What is being asked:
Return the records that follow, matching each one exactly.

Data to process:
_ _ _ _ _
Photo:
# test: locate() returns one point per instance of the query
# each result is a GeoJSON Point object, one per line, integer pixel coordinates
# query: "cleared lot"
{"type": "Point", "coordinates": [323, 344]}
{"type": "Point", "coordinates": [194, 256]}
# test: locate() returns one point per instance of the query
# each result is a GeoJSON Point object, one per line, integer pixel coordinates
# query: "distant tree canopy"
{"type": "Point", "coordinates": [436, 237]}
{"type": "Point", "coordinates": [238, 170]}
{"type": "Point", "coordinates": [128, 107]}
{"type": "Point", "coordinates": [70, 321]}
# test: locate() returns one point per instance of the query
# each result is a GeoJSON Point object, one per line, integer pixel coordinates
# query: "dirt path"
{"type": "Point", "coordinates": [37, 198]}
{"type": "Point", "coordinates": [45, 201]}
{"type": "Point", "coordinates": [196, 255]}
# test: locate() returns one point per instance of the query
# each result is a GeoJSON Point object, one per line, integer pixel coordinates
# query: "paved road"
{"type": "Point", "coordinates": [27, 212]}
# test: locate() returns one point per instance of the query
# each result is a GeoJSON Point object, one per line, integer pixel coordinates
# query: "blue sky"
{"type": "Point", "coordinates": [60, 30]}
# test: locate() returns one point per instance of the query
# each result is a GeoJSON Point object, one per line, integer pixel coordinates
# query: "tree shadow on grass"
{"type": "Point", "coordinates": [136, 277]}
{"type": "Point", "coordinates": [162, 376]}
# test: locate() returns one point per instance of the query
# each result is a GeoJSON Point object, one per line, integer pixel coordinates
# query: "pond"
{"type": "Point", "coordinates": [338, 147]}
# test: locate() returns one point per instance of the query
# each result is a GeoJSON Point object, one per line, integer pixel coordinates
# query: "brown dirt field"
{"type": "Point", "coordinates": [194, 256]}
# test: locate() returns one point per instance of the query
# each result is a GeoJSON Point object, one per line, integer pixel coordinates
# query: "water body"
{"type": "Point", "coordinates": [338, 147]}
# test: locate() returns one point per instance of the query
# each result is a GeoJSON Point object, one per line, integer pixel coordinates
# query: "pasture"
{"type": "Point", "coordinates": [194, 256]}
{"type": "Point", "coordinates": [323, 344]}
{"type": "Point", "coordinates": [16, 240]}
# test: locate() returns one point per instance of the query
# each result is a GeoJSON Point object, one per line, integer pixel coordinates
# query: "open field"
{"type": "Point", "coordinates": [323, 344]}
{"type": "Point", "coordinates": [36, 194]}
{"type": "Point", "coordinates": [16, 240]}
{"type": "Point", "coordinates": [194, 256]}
_ _ _ _ _
Reply to the task:
Photo:
# test: locate() returns one point per instance of the query
# each result is a GeoJSON Point object, one per line, integer pixel coordinates
# query: "cleared lot"
{"type": "Point", "coordinates": [323, 344]}
{"type": "Point", "coordinates": [194, 256]}
# test: locate() returns one point per instance of the query
# each result is a GeoJSON Point object, one per line, integer pixel coordinates
# query: "distant tree canopy"
{"type": "Point", "coordinates": [436, 237]}
{"type": "Point", "coordinates": [238, 170]}
{"type": "Point", "coordinates": [128, 107]}
{"type": "Point", "coordinates": [70, 321]}
# test: locate() returns one point per instance of the query
# each result is a GeoJSON Point object, one per line, integer pixel coordinates
# query: "dirt path"
{"type": "Point", "coordinates": [37, 198]}
{"type": "Point", "coordinates": [45, 201]}
{"type": "Point", "coordinates": [196, 255]}
# test: locate() returns one point per instance of the query
# each result is a GeoJSON Point object, one per line, integer pixel coordinates
# query: "paved road"
{"type": "Point", "coordinates": [27, 212]}
# test: locate() returns one point per instance of the query
# each result is a GeoJSON Point object, one per line, integer pixel coordinates
# query: "blue sky"
{"type": "Point", "coordinates": [60, 30]}
# test: locate() returns one point per instance of the query
# each result is a GeoJSON Point object, one per line, integer pixel coordinates
# query: "tree shadow on grass"
{"type": "Point", "coordinates": [136, 277]}
{"type": "Point", "coordinates": [162, 376]}
# test: locate() returns one point per instance of the query
# each result is a GeoJSON Point object, one per line, integer pixel coordinates
# query: "pond"
{"type": "Point", "coordinates": [338, 147]}
# test: locate() returns one point per instance of the query
# each result is a GeoJSON Point object, one per line, integer pixel coordinates
# query: "brown dirt field"
{"type": "Point", "coordinates": [194, 256]}
# test: locate() returns one point per instance of the query
# each result is a GeoJSON Point object, one per line, integer pixel coordinates
# query: "water body"
{"type": "Point", "coordinates": [338, 147]}
# test: locate() returns one point per instance of the query
# each result is a GeoJSON Point object, one per line, integer pixel coordinates
# query: "pasture"
{"type": "Point", "coordinates": [194, 256]}
{"type": "Point", "coordinates": [323, 344]}
{"type": "Point", "coordinates": [16, 240]}
# test: locate() returns one point per instance of the query
# each result is a GeoJSON Point object, one per line, integer pixel coordinates
# query: "open field"
{"type": "Point", "coordinates": [323, 344]}
{"type": "Point", "coordinates": [36, 194]}
{"type": "Point", "coordinates": [16, 240]}
{"type": "Point", "coordinates": [194, 256]}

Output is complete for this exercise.